JOB: Output the data below in full, byte for byte. Nothing may differ.

** Begin DATASET EXTRACT **

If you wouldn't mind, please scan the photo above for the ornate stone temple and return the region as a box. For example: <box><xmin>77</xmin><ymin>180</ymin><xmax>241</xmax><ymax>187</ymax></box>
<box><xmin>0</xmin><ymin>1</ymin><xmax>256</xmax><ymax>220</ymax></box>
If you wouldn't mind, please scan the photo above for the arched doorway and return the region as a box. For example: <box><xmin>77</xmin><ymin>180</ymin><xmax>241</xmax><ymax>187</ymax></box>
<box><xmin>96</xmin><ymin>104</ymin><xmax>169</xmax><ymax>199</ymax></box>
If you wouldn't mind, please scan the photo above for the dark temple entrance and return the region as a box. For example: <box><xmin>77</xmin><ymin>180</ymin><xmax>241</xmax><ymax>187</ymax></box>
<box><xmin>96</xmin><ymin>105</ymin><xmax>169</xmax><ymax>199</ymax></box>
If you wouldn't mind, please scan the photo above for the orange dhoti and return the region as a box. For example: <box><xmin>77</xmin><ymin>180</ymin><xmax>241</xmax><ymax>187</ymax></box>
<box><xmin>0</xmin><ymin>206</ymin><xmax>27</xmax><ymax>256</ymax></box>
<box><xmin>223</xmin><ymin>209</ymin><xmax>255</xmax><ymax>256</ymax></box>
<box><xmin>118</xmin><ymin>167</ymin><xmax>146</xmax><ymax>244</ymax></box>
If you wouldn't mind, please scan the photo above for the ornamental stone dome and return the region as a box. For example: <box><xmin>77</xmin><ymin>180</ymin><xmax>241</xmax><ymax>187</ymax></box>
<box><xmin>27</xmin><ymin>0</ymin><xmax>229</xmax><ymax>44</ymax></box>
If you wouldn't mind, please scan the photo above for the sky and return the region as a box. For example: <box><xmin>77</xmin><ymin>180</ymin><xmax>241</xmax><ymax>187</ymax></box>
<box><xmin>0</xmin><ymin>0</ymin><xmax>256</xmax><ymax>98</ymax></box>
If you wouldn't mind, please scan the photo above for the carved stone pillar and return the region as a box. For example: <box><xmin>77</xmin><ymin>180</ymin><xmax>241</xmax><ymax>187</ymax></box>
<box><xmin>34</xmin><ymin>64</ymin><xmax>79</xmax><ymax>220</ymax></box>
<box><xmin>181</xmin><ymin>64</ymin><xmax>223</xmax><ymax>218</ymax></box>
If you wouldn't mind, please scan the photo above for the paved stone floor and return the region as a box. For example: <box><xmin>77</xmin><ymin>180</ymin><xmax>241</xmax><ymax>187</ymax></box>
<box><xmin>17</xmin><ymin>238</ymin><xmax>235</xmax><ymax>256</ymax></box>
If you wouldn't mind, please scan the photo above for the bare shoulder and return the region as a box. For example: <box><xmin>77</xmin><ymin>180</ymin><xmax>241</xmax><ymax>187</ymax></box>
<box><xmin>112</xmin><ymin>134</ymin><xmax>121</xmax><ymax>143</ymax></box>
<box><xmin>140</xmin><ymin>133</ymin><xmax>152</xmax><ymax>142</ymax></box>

** End DATASET EXTRACT **

FINAL RESULT:
If you wouldn't mind, please scan the photo above for the ornate stone temple and return the region as a box. For example: <box><xmin>77</xmin><ymin>180</ymin><xmax>241</xmax><ymax>187</ymax></box>
<box><xmin>0</xmin><ymin>1</ymin><xmax>256</xmax><ymax>220</ymax></box>
If you wouldn't mind, please scan the photo above for the arched doorway and return the region as a box. For example: <box><xmin>77</xmin><ymin>180</ymin><xmax>241</xmax><ymax>187</ymax></box>
<box><xmin>96</xmin><ymin>104</ymin><xmax>169</xmax><ymax>199</ymax></box>
If you wouldn't mind, please scan the photo above for the dark temple entrance and return the region as a box. For example: <box><xmin>77</xmin><ymin>180</ymin><xmax>241</xmax><ymax>187</ymax></box>
<box><xmin>96</xmin><ymin>105</ymin><xmax>169</xmax><ymax>199</ymax></box>
If you wouldn't mind, please scan the photo above for the orange dhoti and return the region as a box. For example: <box><xmin>77</xmin><ymin>180</ymin><xmax>241</xmax><ymax>187</ymax></box>
<box><xmin>0</xmin><ymin>206</ymin><xmax>27</xmax><ymax>256</ymax></box>
<box><xmin>223</xmin><ymin>209</ymin><xmax>255</xmax><ymax>256</ymax></box>
<box><xmin>118</xmin><ymin>167</ymin><xmax>146</xmax><ymax>244</ymax></box>
If you wouldn't mind, please scan the photo above for the ornamental stone dome and return the region as a box. For example: <box><xmin>77</xmin><ymin>180</ymin><xmax>241</xmax><ymax>187</ymax></box>
<box><xmin>27</xmin><ymin>0</ymin><xmax>229</xmax><ymax>44</ymax></box>
If you wouldn't mind, please scan the photo above for the sky and return the region as a box. For example: <box><xmin>77</xmin><ymin>180</ymin><xmax>241</xmax><ymax>187</ymax></box>
<box><xmin>0</xmin><ymin>0</ymin><xmax>256</xmax><ymax>98</ymax></box>
If you wouldn't mind, please scan the photo above for the carved stone pillar and return the region as a box. For example: <box><xmin>77</xmin><ymin>180</ymin><xmax>241</xmax><ymax>187</ymax></box>
<box><xmin>34</xmin><ymin>64</ymin><xmax>79</xmax><ymax>220</ymax></box>
<box><xmin>181</xmin><ymin>64</ymin><xmax>223</xmax><ymax>218</ymax></box>
If you wouldn't mind, please scan the photo above for the paved stone floor and return the region as a box. For example: <box><xmin>77</xmin><ymin>180</ymin><xmax>241</xmax><ymax>187</ymax></box>
<box><xmin>17</xmin><ymin>238</ymin><xmax>235</xmax><ymax>256</ymax></box>
If you wouldn't mind, please scan the photo above for the bare shoulder and return the region as a box. For example: <box><xmin>77</xmin><ymin>180</ymin><xmax>241</xmax><ymax>187</ymax></box>
<box><xmin>112</xmin><ymin>134</ymin><xmax>121</xmax><ymax>143</ymax></box>
<box><xmin>140</xmin><ymin>133</ymin><xmax>152</xmax><ymax>142</ymax></box>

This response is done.